## [SET TASK]
Please convert the data below into a numbered list, covering only the lines between the one containing "in green polo" and the one containing "[420,0,466,24]", inclusive, and leaving out blank lines.

## [RECORD SET]
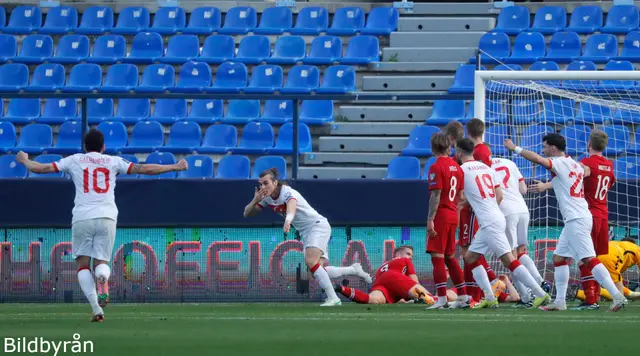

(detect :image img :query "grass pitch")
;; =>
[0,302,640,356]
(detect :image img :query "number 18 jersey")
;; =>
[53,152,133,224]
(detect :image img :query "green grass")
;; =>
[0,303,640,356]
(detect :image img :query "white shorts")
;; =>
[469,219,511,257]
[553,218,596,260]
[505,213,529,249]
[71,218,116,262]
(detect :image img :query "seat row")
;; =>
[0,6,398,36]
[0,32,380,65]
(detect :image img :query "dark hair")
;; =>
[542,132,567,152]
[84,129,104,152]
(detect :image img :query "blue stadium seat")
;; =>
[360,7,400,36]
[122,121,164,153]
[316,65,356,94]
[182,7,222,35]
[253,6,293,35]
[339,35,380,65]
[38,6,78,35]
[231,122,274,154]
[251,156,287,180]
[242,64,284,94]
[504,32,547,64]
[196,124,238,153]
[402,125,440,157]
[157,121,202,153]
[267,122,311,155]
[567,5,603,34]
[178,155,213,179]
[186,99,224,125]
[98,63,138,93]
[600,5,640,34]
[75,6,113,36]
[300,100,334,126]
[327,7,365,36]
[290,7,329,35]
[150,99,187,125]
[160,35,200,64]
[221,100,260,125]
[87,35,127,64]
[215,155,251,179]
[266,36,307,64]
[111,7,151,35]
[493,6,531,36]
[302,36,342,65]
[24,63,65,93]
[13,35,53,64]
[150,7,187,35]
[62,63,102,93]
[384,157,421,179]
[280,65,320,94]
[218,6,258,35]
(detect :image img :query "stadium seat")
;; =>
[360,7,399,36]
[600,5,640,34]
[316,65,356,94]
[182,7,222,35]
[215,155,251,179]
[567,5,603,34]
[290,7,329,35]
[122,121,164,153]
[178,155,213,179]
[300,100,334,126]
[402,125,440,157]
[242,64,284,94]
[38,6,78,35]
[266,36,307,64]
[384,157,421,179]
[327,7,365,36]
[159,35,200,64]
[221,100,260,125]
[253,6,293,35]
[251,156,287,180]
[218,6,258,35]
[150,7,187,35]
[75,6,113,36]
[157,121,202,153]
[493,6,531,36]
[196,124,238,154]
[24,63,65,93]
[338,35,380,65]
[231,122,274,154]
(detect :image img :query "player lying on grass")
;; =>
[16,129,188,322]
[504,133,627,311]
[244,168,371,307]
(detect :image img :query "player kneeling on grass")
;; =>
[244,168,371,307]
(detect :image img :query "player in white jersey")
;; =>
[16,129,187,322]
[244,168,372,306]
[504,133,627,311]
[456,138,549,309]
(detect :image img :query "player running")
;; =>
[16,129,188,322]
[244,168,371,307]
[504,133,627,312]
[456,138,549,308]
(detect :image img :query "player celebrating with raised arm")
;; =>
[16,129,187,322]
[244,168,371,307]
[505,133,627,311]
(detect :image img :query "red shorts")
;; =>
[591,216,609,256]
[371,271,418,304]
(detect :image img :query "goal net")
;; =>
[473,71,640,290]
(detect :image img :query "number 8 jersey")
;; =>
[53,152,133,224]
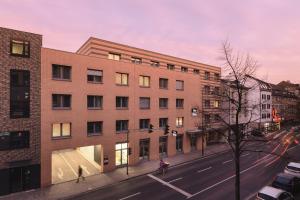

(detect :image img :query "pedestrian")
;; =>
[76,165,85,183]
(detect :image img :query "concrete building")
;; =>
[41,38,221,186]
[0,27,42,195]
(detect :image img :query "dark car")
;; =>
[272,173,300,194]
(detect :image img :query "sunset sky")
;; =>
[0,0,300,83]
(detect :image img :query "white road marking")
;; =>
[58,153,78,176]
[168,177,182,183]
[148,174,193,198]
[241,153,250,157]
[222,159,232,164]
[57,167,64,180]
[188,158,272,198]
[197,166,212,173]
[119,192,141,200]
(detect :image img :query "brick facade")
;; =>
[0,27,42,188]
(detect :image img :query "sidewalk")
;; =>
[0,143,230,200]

...

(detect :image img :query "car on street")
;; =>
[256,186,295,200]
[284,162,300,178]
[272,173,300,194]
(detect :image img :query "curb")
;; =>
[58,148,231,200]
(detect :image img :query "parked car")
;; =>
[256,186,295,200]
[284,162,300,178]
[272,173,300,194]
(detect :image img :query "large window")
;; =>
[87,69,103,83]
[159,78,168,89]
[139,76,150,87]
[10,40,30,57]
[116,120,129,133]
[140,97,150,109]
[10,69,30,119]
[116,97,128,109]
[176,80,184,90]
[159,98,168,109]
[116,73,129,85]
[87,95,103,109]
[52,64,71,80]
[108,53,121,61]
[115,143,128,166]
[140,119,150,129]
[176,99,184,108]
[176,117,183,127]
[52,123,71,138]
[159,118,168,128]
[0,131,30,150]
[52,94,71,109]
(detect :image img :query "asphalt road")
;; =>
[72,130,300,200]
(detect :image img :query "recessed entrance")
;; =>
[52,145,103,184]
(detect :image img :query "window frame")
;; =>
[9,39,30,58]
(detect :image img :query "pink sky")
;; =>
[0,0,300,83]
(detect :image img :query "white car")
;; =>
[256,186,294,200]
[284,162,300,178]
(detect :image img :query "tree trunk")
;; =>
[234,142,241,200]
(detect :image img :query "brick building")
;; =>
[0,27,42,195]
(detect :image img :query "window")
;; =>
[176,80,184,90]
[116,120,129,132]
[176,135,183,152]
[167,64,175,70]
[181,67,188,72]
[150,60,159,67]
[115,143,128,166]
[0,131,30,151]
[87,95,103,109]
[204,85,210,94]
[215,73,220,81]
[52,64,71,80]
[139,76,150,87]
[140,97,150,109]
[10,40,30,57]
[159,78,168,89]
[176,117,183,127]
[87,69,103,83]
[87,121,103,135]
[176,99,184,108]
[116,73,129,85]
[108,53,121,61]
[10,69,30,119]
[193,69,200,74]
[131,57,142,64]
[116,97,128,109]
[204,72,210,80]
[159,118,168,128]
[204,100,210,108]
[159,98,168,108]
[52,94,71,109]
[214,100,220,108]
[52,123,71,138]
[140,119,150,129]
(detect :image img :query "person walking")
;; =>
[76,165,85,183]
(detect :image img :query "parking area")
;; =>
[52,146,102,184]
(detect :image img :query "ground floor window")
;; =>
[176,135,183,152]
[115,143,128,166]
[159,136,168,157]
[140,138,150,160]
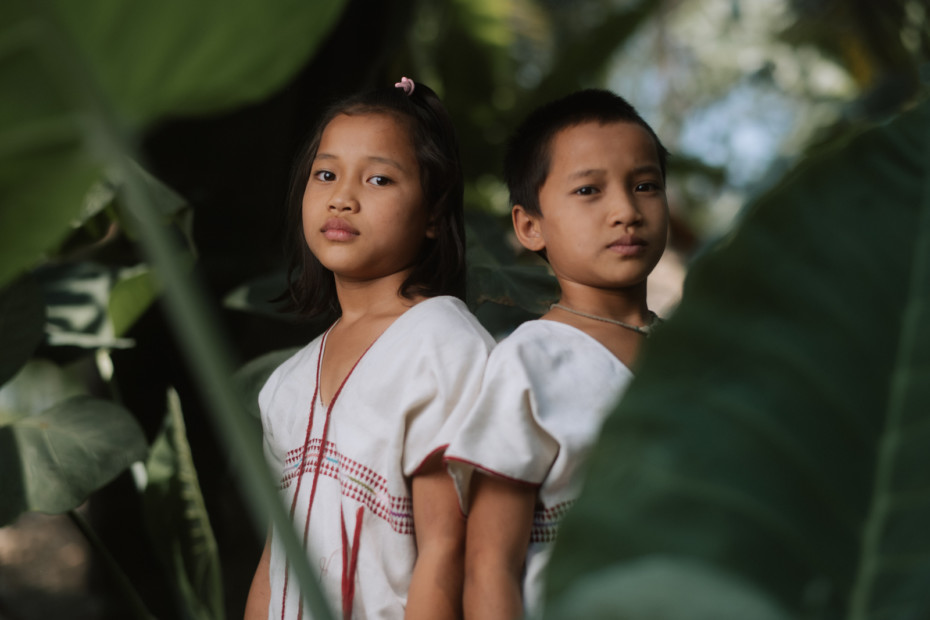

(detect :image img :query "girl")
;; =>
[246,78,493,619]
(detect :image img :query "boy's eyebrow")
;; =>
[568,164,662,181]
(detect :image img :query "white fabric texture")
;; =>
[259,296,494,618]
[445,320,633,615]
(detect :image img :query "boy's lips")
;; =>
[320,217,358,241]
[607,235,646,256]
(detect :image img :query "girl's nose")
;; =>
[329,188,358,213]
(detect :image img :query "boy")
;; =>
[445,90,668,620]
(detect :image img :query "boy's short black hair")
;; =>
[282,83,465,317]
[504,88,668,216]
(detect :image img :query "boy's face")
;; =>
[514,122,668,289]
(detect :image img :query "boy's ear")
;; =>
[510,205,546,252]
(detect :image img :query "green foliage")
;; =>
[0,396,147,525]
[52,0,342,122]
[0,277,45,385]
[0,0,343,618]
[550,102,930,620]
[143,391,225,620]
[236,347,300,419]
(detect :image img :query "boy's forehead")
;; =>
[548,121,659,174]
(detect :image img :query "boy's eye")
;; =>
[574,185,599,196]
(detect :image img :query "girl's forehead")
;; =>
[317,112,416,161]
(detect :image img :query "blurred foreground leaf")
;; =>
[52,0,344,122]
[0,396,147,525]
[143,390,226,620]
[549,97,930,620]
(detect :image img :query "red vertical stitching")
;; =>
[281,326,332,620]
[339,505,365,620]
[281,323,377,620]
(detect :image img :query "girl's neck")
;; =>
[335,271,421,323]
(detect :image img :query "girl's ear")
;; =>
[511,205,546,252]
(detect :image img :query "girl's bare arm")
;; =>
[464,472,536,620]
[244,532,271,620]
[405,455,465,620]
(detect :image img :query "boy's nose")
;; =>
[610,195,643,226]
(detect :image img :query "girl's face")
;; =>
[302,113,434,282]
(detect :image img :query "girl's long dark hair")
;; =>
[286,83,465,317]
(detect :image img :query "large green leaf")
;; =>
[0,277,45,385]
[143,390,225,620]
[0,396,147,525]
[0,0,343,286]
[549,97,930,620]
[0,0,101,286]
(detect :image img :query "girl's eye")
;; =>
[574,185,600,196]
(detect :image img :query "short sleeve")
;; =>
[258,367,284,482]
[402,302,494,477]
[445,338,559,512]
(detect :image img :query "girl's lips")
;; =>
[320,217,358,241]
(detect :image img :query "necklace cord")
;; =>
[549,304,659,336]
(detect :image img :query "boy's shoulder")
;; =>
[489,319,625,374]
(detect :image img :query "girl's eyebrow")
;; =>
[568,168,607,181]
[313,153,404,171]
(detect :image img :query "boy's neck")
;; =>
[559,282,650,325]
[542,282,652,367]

...

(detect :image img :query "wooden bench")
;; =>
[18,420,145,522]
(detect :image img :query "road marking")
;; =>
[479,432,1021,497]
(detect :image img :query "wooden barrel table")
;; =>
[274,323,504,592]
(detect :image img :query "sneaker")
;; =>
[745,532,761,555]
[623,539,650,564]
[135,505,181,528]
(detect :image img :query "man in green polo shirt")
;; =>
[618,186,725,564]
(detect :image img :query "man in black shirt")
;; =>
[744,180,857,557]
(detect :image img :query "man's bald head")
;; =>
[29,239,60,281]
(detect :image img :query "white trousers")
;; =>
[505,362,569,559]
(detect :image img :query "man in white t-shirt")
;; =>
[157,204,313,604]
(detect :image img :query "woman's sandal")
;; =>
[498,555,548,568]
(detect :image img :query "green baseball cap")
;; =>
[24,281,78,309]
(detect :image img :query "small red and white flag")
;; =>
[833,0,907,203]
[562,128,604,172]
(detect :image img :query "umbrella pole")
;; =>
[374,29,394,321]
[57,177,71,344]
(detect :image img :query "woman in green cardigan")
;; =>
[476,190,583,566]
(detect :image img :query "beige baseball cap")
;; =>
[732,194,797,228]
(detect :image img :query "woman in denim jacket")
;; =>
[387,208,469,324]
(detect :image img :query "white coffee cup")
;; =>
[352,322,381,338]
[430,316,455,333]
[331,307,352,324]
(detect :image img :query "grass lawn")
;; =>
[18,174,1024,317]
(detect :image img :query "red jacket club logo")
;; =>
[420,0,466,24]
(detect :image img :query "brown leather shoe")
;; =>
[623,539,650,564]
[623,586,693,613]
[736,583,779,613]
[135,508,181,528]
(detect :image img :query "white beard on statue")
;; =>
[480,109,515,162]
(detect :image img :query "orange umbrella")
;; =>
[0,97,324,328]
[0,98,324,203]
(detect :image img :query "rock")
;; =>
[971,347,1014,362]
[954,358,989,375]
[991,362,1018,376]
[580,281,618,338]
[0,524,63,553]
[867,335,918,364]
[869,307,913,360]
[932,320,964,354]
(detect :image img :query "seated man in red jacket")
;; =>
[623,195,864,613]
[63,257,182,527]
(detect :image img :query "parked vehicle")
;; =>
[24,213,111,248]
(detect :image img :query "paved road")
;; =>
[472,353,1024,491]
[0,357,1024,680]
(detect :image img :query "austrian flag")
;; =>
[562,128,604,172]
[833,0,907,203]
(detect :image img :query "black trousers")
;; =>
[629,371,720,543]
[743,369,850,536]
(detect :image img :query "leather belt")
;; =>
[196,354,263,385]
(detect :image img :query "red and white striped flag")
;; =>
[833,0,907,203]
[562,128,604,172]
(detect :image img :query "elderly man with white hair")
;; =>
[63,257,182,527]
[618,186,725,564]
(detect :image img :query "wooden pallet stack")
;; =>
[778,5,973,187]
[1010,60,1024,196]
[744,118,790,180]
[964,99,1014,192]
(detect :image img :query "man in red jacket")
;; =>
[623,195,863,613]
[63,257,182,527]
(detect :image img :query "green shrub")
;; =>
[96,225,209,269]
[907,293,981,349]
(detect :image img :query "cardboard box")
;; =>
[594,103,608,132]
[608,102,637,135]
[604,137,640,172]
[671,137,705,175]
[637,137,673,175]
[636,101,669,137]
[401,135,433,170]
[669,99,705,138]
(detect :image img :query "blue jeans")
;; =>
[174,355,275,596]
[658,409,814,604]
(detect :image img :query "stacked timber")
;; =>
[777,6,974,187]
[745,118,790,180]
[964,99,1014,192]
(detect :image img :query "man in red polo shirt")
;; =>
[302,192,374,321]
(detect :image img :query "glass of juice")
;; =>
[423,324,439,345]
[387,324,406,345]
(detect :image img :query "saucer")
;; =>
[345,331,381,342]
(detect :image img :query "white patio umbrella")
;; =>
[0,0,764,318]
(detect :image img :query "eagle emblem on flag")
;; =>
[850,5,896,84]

## [TASK OUTPUT]
1. (detect :image img :query "man in green polo shirt")
2. ;; =>
3. [618,186,725,564]
4. (detect :image img :query "man in black shirt")
5. ;; =>
6. [744,180,857,557]
7. (detect :image img :query "man's bald head")
8. ;; =>
9. [29,239,60,281]
10. (detect :image img :query "white trousers")
11. ;; =>
12. [505,362,569,559]
13. (detect :image img :query "man in white t-shirt")
14. ;; =>
15. [157,204,313,604]
16. (detect :image img :query "woman's sandal")
17. ;; =>
18. [498,555,548,568]
19. (detect :image img :query "green baseball cap")
20. ;; =>
21. [24,281,78,309]
22. (detect :image img :query "small red and white flag")
23. ;; =>
24. [833,0,907,203]
25. [562,128,604,172]
26. (detect :image img :query "umbrella pole")
27. ;; =>
28. [374,29,394,321]
29. [57,177,71,344]
30. (detect :image img :query "woman in green cardigan")
31. ;; =>
32. [476,190,583,566]
33. (detect :image img :query "beige baseball cap")
34. ;; =>
35. [732,194,797,228]
36. (detect :image img :query "woman in denim jacket")
37. ;; =>
38. [387,208,469,324]
39. (detect :image img :query "white coffee cup")
40. ;; =>
41. [352,322,381,338]
42. [430,316,455,333]
43. [331,307,352,324]
44. (detect :image img :query "grass lawn")
45. ;; =>
46. [18,174,1024,317]
47. (detect :image img :query "red jacket club logo")
48. ;; =>
49. [420,0,466,24]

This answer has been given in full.